He sounds like a classic bunny to me! I used to have a bun throw fits like that ALL THE TIME. One thing you could try to do (since I very much believe in mostly free range rabbits like you have now) is make his cage a good thing. My two current rabbits will go in their cages on command, and honestly get rather excited because they know that they will get a treat (e.g. a few pellets, a bit of parsley) when they go in their cages. You can even train him for this by asking it of him and then not locking him up, so it's not an immediate cage time every time. Just use a verbal and visual command (I say 'cage time!' and snap and point to their cages) each time and give him a treat each time and he will learn fairly quickly (the first few times will be difficult because he won't quite know what you want, but once he figured it out, it will be easy from there!). If you need more detailed training tips, let me know!
 
I don't think your rabbit is spoiled or anything. The main problem is that it's not a habit so, from his point of view, what you are doing is completely arbitrary. Think about it for one second : you are freely walking around in your appartment everyday and, suddently, that weird giant thing that lives with you take you and randomly lock you in the bathroom for no reason. My rabbits have all always tolerated their cage very well. They go inside on their own and never ask to get out... until it's time to get out, and then they will throw fits if I'm not here to open it. They mostly sleep in it. I put vegetables in the cage before they go inside and I keep regular hours everyday. It can vary a bit (whenever I'm on a business trip, I just let them be free-range, so they grumble a bit when I come back and close the cage on the first day but I reinstall the routine immediately) but I try to avoid it.

▶ [Given data]:

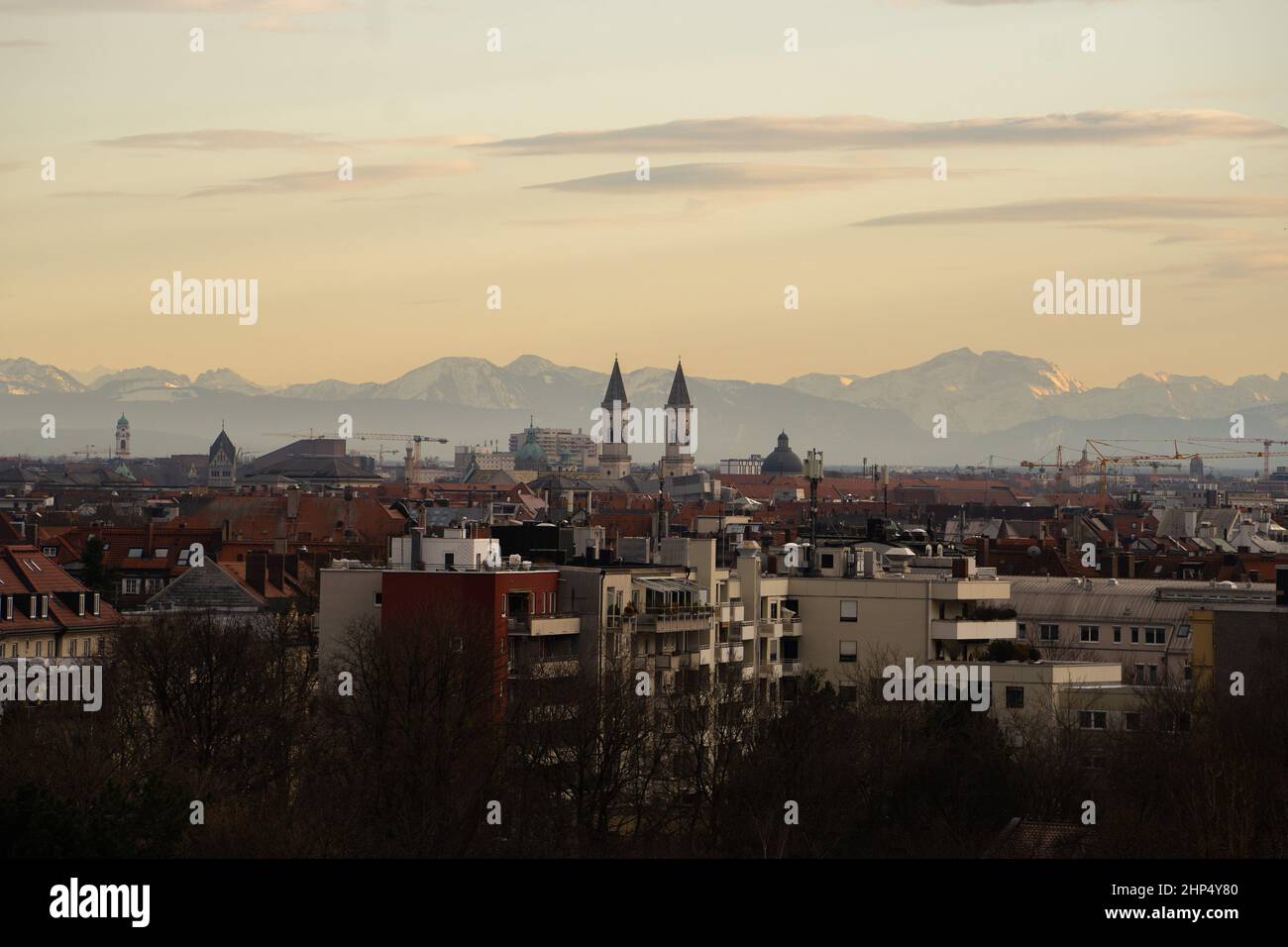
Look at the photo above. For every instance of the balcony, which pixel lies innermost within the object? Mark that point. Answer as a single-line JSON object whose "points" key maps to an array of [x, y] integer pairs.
{"points": [[730, 612], [729, 652], [967, 630], [561, 667], [535, 625], [697, 618]]}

▶ [Exercise instructions]:
1) Answer from the rabbit text:
(a) What treats does the first writer give the rabbits when they go into their cages?
(b) What command does the first writer use, in words and gestures?
(c) What does the second writer do with the rabbits during a business trip?
2) Does each statement agree with the rabbit text? Answer yes or no and quote the deciding words.
(a) The second writer thinks the rabbit is spoiled.
(b) During training, the first writer suggests locking the rabbit in every time it is asked to go in.
(c) The second writer's rabbits mostly sleep in their cages.
The lines are not needed here.

▶ [Written responses]:
1)
(a) A few pellets or a bit of parsley.
(b) The writer says "cage time!", snaps, and points to the cages.
(c) The writer lets them be free-range.

2)
(a) No: "I don't think your rabbit is spoiled or anything."
(b) No: "by asking it of him and then not locking him up, so it's not an immediate cage time every time."
(c) Yes: "They mostly sleep in it."